[BEGIN]

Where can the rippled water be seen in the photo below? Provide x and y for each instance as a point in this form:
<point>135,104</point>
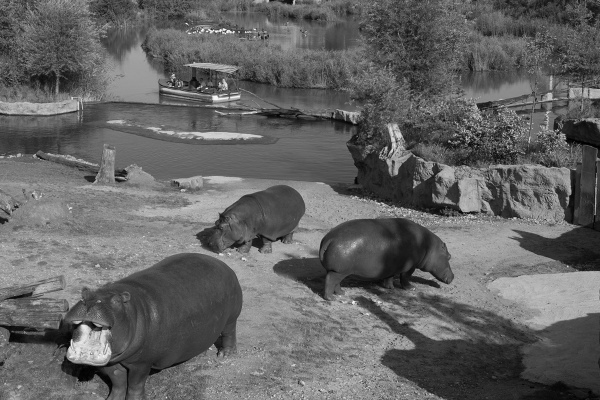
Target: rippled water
<point>305,150</point>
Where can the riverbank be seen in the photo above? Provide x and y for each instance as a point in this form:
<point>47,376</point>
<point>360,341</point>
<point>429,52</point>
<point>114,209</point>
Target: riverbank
<point>41,109</point>
<point>461,341</point>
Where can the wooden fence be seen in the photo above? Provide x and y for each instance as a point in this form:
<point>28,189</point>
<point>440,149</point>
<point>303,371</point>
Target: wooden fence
<point>587,190</point>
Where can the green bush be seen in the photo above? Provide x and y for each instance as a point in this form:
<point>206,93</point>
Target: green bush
<point>489,138</point>
<point>259,61</point>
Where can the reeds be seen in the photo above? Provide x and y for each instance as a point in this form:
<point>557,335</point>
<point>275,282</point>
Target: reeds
<point>259,61</point>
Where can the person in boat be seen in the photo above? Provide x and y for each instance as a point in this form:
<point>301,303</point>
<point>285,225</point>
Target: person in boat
<point>223,85</point>
<point>173,80</point>
<point>201,85</point>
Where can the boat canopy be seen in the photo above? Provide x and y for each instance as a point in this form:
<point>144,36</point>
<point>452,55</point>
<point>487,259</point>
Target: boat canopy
<point>228,69</point>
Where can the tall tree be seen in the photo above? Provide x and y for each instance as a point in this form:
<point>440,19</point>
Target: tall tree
<point>59,40</point>
<point>419,41</point>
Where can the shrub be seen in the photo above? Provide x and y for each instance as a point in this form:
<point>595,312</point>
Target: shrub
<point>490,138</point>
<point>259,61</point>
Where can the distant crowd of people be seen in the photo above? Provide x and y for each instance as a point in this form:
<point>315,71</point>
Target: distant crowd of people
<point>194,84</point>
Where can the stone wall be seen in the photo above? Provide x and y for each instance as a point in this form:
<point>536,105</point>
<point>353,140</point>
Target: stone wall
<point>522,191</point>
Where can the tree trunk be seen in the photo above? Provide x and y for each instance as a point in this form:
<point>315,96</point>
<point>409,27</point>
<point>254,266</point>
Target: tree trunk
<point>34,289</point>
<point>107,166</point>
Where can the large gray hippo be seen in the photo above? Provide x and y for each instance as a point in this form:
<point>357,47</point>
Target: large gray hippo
<point>155,318</point>
<point>379,249</point>
<point>270,214</point>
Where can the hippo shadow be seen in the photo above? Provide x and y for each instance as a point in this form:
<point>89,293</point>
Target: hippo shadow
<point>311,273</point>
<point>578,247</point>
<point>469,348</point>
<point>481,344</point>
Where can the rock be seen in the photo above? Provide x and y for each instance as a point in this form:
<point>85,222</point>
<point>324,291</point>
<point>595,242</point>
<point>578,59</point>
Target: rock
<point>8,203</point>
<point>346,116</point>
<point>585,130</point>
<point>522,191</point>
<point>193,183</point>
<point>135,176</point>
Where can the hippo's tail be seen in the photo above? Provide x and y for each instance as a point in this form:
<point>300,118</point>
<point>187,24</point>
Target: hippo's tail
<point>323,251</point>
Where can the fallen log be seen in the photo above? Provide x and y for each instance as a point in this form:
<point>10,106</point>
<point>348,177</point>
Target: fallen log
<point>120,174</point>
<point>33,313</point>
<point>34,289</point>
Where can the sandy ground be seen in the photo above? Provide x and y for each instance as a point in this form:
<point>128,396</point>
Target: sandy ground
<point>460,341</point>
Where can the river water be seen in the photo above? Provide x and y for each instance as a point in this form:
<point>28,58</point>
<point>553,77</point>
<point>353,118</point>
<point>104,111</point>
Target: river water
<point>305,150</point>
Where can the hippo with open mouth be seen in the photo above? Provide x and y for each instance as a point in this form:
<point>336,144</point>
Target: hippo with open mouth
<point>155,318</point>
<point>270,214</point>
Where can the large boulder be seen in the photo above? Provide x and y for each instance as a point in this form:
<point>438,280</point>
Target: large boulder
<point>522,191</point>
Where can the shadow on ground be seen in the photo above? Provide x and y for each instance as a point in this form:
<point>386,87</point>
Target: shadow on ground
<point>578,247</point>
<point>463,349</point>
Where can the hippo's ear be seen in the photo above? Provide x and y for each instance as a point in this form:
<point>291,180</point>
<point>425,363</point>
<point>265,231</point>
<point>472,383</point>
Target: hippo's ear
<point>120,299</point>
<point>125,296</point>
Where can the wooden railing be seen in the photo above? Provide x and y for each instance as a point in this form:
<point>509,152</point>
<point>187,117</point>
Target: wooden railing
<point>587,190</point>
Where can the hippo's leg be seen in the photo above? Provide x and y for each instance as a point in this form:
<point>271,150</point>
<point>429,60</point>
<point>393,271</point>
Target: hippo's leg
<point>136,382</point>
<point>118,379</point>
<point>288,239</point>
<point>404,279</point>
<point>266,248</point>
<point>227,343</point>
<point>245,247</point>
<point>332,284</point>
<point>388,283</point>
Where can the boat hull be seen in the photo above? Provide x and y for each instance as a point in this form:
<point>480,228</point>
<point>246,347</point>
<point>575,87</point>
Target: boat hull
<point>207,96</point>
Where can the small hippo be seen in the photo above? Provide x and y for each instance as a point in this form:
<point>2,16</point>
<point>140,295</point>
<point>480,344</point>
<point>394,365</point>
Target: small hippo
<point>271,214</point>
<point>155,318</point>
<point>379,249</point>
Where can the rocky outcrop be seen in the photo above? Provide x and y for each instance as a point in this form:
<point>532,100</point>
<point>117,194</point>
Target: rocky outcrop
<point>585,130</point>
<point>25,108</point>
<point>522,191</point>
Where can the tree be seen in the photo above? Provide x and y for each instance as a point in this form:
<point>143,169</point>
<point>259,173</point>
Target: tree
<point>419,41</point>
<point>580,55</point>
<point>59,40</point>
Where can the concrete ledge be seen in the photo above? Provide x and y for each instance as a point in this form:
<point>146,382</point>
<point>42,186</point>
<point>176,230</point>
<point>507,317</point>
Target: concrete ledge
<point>26,108</point>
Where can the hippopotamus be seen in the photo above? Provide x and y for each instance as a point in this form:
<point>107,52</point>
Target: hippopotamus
<point>379,249</point>
<point>270,214</point>
<point>155,318</point>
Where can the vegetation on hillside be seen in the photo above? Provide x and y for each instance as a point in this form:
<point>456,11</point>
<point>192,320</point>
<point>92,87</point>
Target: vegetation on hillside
<point>412,81</point>
<point>259,61</point>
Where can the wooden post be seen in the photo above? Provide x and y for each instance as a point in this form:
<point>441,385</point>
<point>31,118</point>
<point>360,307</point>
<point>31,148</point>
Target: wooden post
<point>577,195</point>
<point>587,196</point>
<point>107,166</point>
<point>34,289</point>
<point>597,218</point>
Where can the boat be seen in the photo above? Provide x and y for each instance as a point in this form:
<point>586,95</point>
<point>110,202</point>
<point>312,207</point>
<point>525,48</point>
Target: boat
<point>210,73</point>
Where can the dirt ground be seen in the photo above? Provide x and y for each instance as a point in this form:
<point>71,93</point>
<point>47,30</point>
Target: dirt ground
<point>458,342</point>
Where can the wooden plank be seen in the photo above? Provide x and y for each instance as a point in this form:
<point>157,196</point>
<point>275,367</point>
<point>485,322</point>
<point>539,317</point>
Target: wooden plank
<point>29,304</point>
<point>587,194</point>
<point>576,195</point>
<point>597,218</point>
<point>33,313</point>
<point>32,320</point>
<point>34,289</point>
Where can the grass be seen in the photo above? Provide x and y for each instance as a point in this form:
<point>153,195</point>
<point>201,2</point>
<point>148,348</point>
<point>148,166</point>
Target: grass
<point>259,61</point>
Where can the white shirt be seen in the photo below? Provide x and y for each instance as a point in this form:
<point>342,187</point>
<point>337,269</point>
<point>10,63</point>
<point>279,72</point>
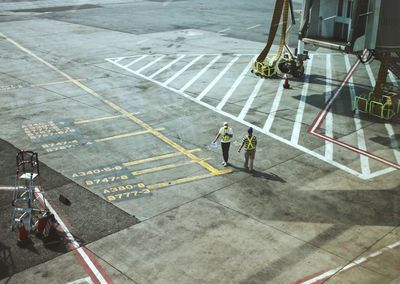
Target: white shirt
<point>223,132</point>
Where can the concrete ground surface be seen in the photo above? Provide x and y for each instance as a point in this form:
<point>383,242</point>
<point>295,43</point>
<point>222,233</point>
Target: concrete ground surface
<point>121,100</point>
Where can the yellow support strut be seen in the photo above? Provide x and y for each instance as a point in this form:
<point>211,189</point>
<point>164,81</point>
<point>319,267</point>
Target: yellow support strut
<point>263,66</point>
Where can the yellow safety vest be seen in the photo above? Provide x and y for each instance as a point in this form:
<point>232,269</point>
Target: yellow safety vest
<point>224,137</point>
<point>250,145</point>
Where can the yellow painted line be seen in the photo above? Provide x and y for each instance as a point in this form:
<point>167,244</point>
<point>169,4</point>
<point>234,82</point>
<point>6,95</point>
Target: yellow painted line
<point>125,135</point>
<point>186,179</point>
<point>164,167</point>
<point>118,108</point>
<point>156,158</point>
<point>54,83</point>
<point>83,121</point>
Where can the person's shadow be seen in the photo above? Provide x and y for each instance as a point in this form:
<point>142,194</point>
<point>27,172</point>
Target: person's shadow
<point>258,174</point>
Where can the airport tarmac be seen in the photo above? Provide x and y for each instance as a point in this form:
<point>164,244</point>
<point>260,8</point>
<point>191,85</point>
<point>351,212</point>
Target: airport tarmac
<point>122,120</point>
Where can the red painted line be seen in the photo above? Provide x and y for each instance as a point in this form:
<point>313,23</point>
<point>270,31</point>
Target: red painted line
<point>75,247</point>
<point>320,118</point>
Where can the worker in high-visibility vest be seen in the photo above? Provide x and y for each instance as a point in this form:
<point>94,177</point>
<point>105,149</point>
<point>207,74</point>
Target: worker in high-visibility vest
<point>226,134</point>
<point>249,143</point>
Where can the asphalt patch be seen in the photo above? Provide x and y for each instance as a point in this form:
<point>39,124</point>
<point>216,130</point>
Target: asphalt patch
<point>88,216</point>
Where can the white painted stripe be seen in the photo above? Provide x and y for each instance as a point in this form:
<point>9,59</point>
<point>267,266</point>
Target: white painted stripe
<point>150,64</point>
<point>380,173</point>
<point>322,276</point>
<point>177,74</point>
<point>71,238</point>
<point>86,280</point>
<point>365,169</point>
<point>142,41</point>
<point>10,188</point>
<point>274,108</point>
<point>224,30</point>
<point>202,71</point>
<point>393,141</point>
<point>274,136</point>
<point>392,246</point>
<point>375,254</point>
<point>300,109</point>
<point>329,117</point>
<point>252,27</point>
<point>250,100</point>
<point>166,66</point>
<point>350,265</point>
<point>215,81</point>
<point>135,61</point>
<point>118,59</point>
<point>235,85</point>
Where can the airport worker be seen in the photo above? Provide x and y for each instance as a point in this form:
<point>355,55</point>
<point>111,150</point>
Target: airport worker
<point>249,143</point>
<point>226,134</point>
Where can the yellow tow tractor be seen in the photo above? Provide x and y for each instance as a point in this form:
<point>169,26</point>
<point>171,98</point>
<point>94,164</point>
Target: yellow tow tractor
<point>288,63</point>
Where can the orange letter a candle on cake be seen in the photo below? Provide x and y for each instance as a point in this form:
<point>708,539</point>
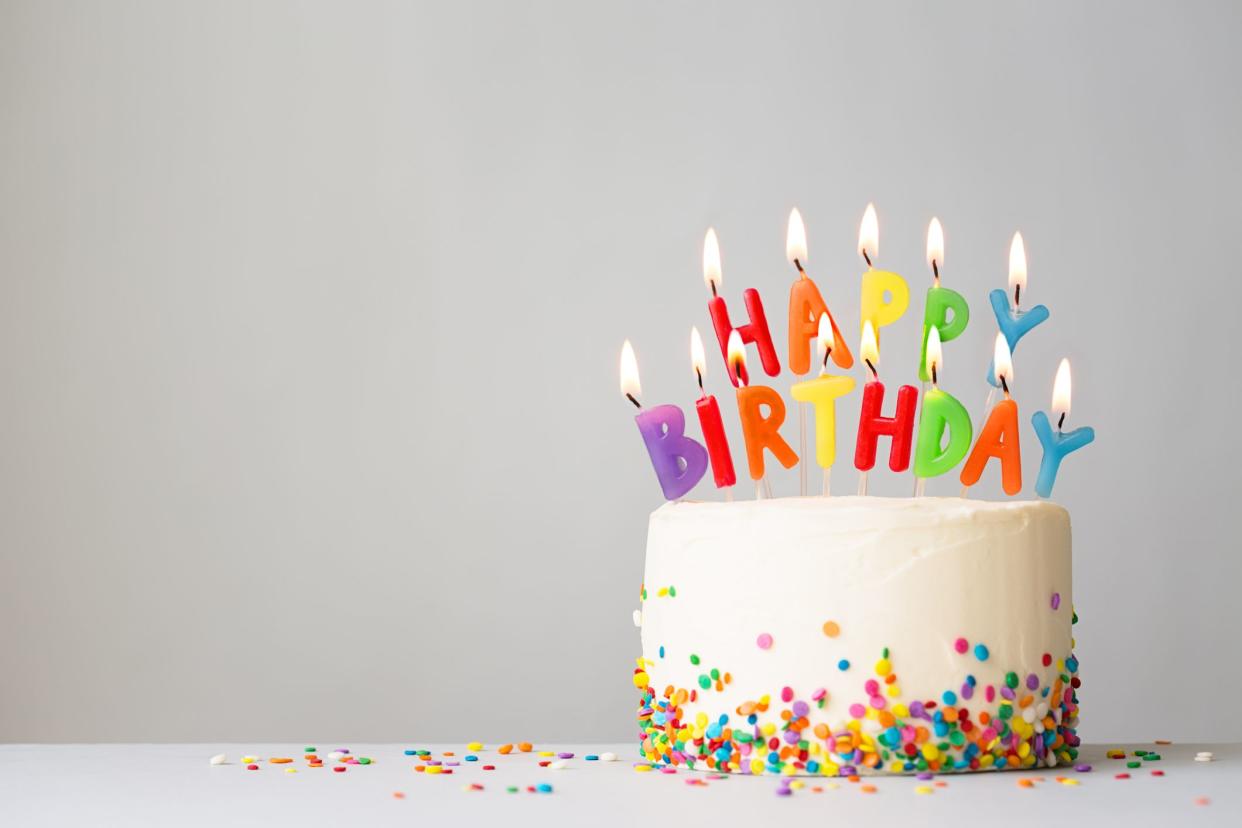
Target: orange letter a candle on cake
<point>760,432</point>
<point>999,436</point>
<point>755,332</point>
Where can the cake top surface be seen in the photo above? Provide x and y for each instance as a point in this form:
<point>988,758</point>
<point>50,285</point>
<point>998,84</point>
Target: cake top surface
<point>861,510</point>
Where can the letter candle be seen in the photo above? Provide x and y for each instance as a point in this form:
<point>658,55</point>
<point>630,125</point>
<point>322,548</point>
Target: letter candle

[END]

• [WHAT TO PRODUCE] Format the data above as a Markdown table with the columns No. and Line. Cover each line from the line with "Where can the person in" to the line with "<point>194,84</point>", both included, and leave out blank lines.

• [CORRECT RESULT]
| No. | Line |
|---|---|
| 1 | Where can the person in boat be seen in the photo above? Provide x and y for each instance as a point in this form: |
| 2 | <point>301,303</point> |
| 3 | <point>285,225</point> |
| 4 | Target: person in boat |
| 5 | <point>223,85</point> |
| 6 | <point>173,80</point> |
| 7 | <point>201,85</point> |
| 8 | Where can the boat canopy be seen in the photo above? Provide x and y for each instance as a point in this form: |
| 9 | <point>144,36</point> |
| 10 | <point>452,55</point> |
| 11 | <point>487,259</point> |
| 12 | Target: boat canopy |
| 13 | <point>228,69</point> |
| 14 | Where can the tall tree be seen in the photo above? Provide x and y for each instance as a point in this form: |
| 15 | <point>440,19</point> |
| 16 | Target: tall tree |
| 17 | <point>59,40</point> |
| 18 | <point>419,41</point> |
| 19 | Where can the shrub be seen in the photo above? Provide x and y for each instance as a point in this form: |
| 20 | <point>595,312</point> |
| 21 | Target: shrub |
| 22 | <point>490,138</point> |
| 23 | <point>259,61</point> |
| 24 | Where can the distant crowd of people be seen in the photo above? Provide x and y for each instance as a point in this form: |
| 25 | <point>315,71</point> |
| 26 | Target: distant crowd of people |
| 27 | <point>194,84</point> |